The TaskRegistry is a central registry that:

• Auto-discovers tasks on application startup
• Maps task names to task implementations
• Provides task lookup for TaskExecutor
• Manages retry configuration

Auto-Registration Process

@PostConstruct
public void autoRegisterTasks() {
    // Spring provides all ExecutableTask beans
    for (ExecutableTask taskProxy : taskBeanProxy) {
        Class<?> actualClass = AopUtils.getTargetClass(taskProxy);
        Task annotation = actualClass.getAnnotation(Task.class);
        
        if (annotation != null) {
            String taskName = annotation.value();
            taskProxyByNameMap.put(taskName, taskProxy);
        }
    }
}

How It Works:

1. Spring scans for all @Component beans implementing ExecutableTask
2. TaskRegistry inspects each bean for @Task annotation
3. Extracts task name from annotation value
4. Registers task in internal map: Map<String, ExecutableTask>

Task Lookup

Optional<ExecutableTask> getTask(String taskName) {
    return Optional.ofNullable(taskProxyByNameMap.get(taskName));
}

Retry Configuration Lookup

Integer findRetryAttemptsRemainingFor(String taskName) {
    return getTask(taskName)
        .map(task -> task.getRetryDurationsInSecs().map(List::size).orElse(0))
        .orElse(0);
}

Example:

• Task has getRetryDurationsInSecs() = [10, 20, 30]
• Returns 3 (number of retry attempts available)

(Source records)
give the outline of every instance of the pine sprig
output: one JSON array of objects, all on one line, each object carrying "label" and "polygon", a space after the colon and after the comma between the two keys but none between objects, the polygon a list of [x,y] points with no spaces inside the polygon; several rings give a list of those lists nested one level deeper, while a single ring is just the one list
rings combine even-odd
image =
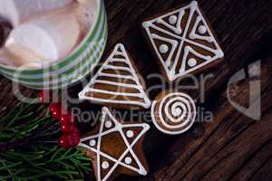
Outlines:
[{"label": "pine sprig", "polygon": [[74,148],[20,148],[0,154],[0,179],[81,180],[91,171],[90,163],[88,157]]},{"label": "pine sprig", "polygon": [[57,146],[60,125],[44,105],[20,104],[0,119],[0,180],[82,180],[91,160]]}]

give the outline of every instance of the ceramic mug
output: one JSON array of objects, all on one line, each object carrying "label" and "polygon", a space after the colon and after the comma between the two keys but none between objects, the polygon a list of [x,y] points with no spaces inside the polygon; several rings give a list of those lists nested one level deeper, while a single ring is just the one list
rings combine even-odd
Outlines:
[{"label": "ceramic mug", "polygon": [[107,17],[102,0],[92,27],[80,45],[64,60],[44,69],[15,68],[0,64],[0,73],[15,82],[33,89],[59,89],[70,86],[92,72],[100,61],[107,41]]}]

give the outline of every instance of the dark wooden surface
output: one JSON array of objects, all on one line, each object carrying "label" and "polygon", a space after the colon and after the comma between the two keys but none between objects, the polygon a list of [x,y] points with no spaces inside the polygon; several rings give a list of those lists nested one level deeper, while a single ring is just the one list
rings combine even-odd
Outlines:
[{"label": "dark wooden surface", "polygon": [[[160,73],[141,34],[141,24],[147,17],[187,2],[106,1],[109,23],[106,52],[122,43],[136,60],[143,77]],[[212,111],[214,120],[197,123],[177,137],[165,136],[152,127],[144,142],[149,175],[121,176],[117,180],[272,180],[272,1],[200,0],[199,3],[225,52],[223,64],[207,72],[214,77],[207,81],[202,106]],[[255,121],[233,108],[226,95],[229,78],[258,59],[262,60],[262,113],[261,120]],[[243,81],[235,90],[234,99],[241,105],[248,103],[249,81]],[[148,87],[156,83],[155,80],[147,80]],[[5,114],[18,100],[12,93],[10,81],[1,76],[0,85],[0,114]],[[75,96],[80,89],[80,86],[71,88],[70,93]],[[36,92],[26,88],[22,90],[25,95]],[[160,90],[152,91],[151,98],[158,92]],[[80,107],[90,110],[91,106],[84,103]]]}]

- **WRITTEN REQUEST A**:
Translate this sentence from the TaskRegistry passage into Spanish: "Spring scans for all @Component beans implementing ExecutableTask."
- **WRITTEN REQUEST B**:
Extract each line of the records in which the word "ceramic" appears.

- **PROBLEM SOLUTION A**:
Spring busca todos los beans @Component que implementan ExecutableTask.

- **PROBLEM SOLUTION B**:
give the outline of every instance of the ceramic mug
[{"label": "ceramic mug", "polygon": [[107,17],[102,0],[92,27],[80,45],[64,60],[44,69],[15,68],[0,64],[0,73],[15,82],[33,89],[59,89],[70,86],[92,72],[100,61],[107,41]]}]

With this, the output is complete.